Segment Open
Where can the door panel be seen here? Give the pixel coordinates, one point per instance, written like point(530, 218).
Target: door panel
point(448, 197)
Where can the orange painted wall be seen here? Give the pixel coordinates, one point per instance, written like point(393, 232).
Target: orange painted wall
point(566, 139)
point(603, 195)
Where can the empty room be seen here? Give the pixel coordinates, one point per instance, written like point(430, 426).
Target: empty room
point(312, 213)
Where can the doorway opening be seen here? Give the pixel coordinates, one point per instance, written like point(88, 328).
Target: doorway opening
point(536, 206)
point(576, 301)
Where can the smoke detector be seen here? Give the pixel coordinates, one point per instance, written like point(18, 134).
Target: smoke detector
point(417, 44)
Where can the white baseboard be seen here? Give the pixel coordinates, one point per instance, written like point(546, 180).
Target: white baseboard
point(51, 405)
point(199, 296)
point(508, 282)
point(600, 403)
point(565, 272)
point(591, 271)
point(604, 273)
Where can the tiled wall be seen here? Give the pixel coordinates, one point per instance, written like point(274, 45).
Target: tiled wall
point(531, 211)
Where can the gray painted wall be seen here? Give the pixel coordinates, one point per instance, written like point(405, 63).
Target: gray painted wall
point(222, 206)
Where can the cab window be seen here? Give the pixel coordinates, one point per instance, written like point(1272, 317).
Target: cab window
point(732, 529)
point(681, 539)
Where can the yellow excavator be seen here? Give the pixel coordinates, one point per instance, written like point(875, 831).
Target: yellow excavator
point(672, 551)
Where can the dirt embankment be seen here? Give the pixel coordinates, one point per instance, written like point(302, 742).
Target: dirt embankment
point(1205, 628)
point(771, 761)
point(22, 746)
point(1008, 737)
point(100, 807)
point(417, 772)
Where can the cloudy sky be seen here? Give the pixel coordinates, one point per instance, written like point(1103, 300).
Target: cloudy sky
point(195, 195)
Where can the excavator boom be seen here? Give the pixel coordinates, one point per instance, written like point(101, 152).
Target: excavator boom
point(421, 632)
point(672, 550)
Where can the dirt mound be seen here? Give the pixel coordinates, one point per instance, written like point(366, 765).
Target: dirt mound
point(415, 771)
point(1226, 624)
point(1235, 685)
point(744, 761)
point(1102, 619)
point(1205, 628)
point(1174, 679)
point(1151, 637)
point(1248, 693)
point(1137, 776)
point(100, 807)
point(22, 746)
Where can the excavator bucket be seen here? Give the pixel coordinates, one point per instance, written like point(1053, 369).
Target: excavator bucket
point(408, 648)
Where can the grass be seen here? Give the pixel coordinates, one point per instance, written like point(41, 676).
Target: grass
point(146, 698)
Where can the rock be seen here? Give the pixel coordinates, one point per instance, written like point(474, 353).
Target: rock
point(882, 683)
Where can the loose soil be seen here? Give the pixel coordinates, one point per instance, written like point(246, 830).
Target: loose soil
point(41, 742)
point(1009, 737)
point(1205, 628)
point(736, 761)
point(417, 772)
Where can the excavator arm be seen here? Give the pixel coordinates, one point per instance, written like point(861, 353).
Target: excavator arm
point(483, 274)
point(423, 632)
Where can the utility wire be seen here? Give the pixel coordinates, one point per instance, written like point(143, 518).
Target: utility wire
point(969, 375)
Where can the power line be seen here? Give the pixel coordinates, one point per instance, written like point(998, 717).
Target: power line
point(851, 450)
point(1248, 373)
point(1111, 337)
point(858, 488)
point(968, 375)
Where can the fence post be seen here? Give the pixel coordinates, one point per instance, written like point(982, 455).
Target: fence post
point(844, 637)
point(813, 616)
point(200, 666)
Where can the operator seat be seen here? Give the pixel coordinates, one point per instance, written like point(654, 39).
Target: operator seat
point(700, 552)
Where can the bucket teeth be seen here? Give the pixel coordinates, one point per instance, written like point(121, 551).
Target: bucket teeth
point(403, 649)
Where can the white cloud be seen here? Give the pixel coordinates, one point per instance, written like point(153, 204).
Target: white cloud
Segment Closed
### Exercise aim
Write down every line of the data exactly as it appears above.

### Answer box
Where can the door panel be seen here? Give the pixel coordinates, one point per instance, written like point(530, 218).
Target: door panel
point(448, 197)
Where can the orange painted wall be seen here? Give the pixel coordinates, one point per instance, written like point(393, 232).
Target: orange painted wall
point(566, 139)
point(603, 195)
Where can the empty room be seen here? Give the pixel coordinates, one point per instance, written like point(430, 426).
Target: empty room
point(312, 213)
Where can the doorway opening be seen here? Give the pixel coordinates, one point per instance, written like point(88, 328).
Target: doorway opening
point(536, 206)
point(576, 301)
Where can the smoke detector be seen here? Give the pixel coordinates, one point per instance, written like point(18, 134).
Target: smoke detector
point(417, 44)
Where can the white baseboard be seen here? Give the pixel coordinates, one point per instance, written like point(546, 180).
Target: white baseboard
point(51, 405)
point(199, 296)
point(508, 282)
point(600, 403)
point(565, 272)
point(591, 271)
point(604, 273)
Where can the tiled wall be seen here? Give the pixel coordinates, one point per instance, written like point(274, 45).
Target: tiled wall
point(531, 211)
Where can the gray painted wall be seen here? Give the pixel coordinates, one point per instance, written like point(405, 63).
Target: gray painted wall
point(222, 206)
Where can the cab window be seen here? Give the pixel coordinates, one point per instance, written like point(1272, 317).
Target: cab window
point(732, 529)
point(681, 539)
Where can the yellow excavator be seen here? Give the pixel coordinates, one point per instance, written like point(875, 831).
Target: yellow excavator
point(672, 551)
Where can the dirt embankment be seen here? Give the pixel coordinates, one point per instance, written like point(302, 742).
Target: dirt embankment
point(1205, 628)
point(771, 761)
point(22, 746)
point(1008, 737)
point(100, 807)
point(417, 772)
Where can the cloudy sky be seen here? Give the pixel coordinates, one point per instance, written like point(1103, 300).
Target: cloudy sky
point(195, 195)
Where can the excavator boom be seen here? Give the pixel coordinates, one point per instance, written like point(101, 152).
Target: excavator boom
point(421, 632)
point(672, 550)
Where can the dirt mound be seen here? Give the pixel coordinates, one point per instance, written like point(366, 765).
Target: dirt mound
point(415, 771)
point(1226, 624)
point(1235, 685)
point(744, 761)
point(1102, 619)
point(1205, 628)
point(1174, 679)
point(1151, 637)
point(1248, 693)
point(1137, 776)
point(100, 807)
point(22, 746)
Where can the excavator bucket be seen here? Give the pixel coordinates, one point per instance, written like point(1053, 369).
Target: excavator bucket
point(408, 648)
Where can the grass be seen here? Give the pixel coordinates, one point per instance, written like point(41, 676).
Target: grass
point(146, 698)
Where can the rock be seen here? Give the pixel coordinates, one point per instance, written like point(474, 353).
Target: rock
point(882, 683)
Where can the loose soil be seen here? Give the pixel coordinates, one point per instance, written like point(246, 830).
Target: loose soil
point(41, 742)
point(1009, 737)
point(1205, 628)
point(736, 761)
point(417, 772)
Where can the excavator arm be seen here? Give the pixel coordinates, one point per instance, written like point(861, 353).
Target: excavator arm
point(483, 274)
point(423, 632)
Where can the utility wire be seen here? Give the pixel coordinates, one point per instance, written like point(143, 518).
Target: utility wire
point(969, 375)
Where can the power line be seen here? Give the pixel coordinates, one point per instance, written like point(998, 717).
Target: power line
point(851, 450)
point(1248, 373)
point(1111, 337)
point(858, 488)
point(968, 375)
Where can the fence post be seen here? Give the pixel coordinates, one point per instance, written like point(982, 455).
Target: fence post
point(844, 637)
point(813, 616)
point(200, 666)
Where can the operator seat be seen here? Give the pixel coordinates, one point per instance, written like point(654, 39).
Target: operator seat
point(700, 552)
Where can the bucket teeth be seen here? Give the pixel coordinates, one point per instance, written like point(121, 551).
Target: bucket teeth
point(403, 649)
Where can the white cloud be seen here? Give the pixel coordinates, one point per instance, written like point(153, 204).
Target: white cloud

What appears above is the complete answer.